> **EXERCISE GOAL**
Gather each line of the records where "below" appears.

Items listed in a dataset
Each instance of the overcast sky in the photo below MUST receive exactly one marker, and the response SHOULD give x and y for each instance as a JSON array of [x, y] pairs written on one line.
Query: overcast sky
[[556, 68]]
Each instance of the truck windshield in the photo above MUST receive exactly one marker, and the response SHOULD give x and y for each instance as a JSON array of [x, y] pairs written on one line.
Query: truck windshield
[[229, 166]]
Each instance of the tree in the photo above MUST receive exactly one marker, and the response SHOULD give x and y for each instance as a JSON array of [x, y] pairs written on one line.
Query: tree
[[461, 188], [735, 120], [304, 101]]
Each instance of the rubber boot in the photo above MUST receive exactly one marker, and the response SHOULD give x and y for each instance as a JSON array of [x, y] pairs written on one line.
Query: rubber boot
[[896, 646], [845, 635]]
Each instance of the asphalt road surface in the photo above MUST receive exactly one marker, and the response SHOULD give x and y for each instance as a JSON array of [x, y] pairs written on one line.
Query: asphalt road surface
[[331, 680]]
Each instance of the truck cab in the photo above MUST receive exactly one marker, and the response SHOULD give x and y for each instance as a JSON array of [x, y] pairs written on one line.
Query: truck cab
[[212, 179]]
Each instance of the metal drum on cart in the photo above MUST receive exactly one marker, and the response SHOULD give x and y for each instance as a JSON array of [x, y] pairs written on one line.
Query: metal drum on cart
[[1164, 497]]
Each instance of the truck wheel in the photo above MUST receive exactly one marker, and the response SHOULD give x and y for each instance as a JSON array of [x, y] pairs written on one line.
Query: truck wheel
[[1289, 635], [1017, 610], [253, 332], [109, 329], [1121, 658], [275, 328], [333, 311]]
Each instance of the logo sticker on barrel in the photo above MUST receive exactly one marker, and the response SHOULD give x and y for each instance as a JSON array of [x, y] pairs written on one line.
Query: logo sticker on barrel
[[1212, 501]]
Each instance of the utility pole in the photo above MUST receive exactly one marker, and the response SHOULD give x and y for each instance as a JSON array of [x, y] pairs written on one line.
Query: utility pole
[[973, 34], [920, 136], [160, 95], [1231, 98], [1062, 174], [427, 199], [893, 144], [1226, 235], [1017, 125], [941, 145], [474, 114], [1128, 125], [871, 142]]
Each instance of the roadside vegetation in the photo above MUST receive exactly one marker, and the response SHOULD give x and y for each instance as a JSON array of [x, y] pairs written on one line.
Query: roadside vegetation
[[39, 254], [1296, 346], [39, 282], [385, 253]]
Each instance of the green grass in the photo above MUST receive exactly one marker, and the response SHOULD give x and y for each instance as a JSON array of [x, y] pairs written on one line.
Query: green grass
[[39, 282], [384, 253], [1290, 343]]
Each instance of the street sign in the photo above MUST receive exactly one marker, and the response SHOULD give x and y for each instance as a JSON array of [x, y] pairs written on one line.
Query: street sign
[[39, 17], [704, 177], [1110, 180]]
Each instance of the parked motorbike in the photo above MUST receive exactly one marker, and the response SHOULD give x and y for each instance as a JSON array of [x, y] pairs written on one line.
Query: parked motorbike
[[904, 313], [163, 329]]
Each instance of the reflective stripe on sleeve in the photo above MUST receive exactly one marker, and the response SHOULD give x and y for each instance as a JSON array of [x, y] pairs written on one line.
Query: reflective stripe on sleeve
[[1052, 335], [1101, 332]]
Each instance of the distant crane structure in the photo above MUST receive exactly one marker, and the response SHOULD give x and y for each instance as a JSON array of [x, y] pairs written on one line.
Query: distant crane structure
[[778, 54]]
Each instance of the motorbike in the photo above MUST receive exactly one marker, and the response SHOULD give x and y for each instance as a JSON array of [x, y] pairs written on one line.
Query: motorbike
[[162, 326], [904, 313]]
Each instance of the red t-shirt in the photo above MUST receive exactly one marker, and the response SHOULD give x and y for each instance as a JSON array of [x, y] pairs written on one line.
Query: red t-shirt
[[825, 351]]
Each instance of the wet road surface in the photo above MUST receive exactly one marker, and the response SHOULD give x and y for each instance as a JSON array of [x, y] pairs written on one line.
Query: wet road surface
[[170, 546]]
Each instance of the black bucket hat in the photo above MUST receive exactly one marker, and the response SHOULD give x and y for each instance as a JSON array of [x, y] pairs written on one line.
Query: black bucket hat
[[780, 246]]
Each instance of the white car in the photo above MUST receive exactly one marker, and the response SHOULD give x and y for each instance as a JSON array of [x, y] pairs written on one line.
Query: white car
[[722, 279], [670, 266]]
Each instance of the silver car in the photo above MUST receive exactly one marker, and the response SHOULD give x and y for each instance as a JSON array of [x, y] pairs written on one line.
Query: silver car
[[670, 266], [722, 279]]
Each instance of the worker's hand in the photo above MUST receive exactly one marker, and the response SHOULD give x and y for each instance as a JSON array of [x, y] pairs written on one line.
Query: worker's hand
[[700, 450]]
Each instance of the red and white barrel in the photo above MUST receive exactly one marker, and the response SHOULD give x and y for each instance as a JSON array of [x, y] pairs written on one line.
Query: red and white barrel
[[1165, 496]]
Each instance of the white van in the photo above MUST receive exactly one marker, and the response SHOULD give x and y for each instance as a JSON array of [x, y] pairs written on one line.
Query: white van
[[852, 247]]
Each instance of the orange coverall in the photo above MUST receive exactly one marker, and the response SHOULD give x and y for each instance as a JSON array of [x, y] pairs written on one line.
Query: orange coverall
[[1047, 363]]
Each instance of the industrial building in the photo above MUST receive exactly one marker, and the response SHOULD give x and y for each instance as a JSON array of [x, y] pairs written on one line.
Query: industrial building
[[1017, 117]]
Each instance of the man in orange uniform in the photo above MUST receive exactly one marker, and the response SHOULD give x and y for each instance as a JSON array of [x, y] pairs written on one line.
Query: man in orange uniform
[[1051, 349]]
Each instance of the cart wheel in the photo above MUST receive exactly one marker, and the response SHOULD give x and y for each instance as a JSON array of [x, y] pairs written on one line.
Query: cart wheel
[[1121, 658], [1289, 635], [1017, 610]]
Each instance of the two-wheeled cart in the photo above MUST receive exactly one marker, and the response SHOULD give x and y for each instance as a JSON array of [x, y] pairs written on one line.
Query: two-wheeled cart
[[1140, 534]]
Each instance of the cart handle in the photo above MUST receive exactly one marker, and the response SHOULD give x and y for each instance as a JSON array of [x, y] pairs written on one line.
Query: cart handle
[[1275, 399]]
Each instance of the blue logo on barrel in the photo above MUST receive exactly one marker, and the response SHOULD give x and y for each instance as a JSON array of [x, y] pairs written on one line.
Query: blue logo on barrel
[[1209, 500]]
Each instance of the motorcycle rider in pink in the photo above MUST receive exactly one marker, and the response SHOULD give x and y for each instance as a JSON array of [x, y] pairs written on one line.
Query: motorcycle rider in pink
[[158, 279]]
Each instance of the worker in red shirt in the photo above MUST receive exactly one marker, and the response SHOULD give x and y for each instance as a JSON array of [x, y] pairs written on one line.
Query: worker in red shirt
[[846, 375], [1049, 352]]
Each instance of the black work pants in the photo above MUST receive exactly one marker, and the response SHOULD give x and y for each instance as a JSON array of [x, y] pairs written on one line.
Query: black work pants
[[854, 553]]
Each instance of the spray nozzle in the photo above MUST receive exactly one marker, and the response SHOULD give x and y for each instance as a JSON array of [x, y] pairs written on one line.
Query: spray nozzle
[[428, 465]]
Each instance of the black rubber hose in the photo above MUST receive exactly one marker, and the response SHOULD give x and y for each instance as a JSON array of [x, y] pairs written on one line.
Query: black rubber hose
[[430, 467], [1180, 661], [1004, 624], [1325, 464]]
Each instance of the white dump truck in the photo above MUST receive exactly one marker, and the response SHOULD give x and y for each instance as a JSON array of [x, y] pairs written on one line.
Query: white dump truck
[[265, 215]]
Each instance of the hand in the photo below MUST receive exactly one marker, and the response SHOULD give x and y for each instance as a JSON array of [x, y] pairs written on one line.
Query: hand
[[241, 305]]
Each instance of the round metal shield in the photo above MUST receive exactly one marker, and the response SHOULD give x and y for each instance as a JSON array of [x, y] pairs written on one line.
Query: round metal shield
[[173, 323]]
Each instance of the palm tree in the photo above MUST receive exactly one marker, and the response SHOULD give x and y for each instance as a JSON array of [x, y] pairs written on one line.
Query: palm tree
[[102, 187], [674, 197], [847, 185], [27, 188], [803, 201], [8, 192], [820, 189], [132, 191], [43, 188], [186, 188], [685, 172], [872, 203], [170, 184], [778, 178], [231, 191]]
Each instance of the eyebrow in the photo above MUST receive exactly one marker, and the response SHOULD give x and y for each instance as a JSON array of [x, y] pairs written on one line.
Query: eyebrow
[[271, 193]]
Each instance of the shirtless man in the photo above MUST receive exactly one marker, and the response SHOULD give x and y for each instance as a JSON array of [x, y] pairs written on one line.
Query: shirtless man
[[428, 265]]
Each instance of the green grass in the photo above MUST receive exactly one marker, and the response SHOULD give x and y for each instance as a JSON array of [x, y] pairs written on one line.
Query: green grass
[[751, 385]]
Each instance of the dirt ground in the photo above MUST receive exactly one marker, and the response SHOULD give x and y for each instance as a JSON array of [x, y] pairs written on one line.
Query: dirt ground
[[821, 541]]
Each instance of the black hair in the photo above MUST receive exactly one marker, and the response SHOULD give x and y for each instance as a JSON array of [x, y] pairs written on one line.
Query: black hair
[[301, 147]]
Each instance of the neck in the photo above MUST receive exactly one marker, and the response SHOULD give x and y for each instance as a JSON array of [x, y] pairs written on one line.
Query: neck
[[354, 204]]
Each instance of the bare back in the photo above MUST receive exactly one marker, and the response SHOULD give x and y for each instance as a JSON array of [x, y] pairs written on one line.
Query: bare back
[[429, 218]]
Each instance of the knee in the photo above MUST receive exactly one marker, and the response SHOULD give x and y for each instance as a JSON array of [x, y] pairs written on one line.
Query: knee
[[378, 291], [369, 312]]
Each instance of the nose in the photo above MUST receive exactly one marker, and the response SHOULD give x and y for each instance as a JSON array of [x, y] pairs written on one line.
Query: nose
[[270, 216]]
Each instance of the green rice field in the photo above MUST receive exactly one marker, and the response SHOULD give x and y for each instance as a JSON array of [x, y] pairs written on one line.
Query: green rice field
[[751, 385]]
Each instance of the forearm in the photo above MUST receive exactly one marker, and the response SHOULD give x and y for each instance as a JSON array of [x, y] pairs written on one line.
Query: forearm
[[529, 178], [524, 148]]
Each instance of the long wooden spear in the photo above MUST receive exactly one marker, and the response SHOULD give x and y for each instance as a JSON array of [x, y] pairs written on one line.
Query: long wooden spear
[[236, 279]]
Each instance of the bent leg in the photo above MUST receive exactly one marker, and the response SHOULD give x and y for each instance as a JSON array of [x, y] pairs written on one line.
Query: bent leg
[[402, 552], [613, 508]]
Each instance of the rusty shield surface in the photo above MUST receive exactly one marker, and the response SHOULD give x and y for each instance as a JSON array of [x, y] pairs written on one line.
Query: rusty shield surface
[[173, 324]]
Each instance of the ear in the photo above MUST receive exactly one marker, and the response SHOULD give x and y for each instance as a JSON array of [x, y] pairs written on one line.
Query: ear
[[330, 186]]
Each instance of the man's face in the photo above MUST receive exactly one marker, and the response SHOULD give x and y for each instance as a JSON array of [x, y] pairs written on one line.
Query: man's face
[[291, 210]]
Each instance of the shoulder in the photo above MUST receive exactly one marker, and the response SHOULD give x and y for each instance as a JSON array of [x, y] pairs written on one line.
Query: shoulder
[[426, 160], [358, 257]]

> **EXERCISE RESPONSE**
Each instance of the overcast sky in the photo below MUST receive exactly one marker, and the response SHOULD give x and y for each instance as a JSON array of [x, y] pairs written on one line.
Each instance of the hand in the photo below MUST receive exactly one marker, and the response SHOULD give x and y for each instance as a JSON array of [x, y] pairs written on one line.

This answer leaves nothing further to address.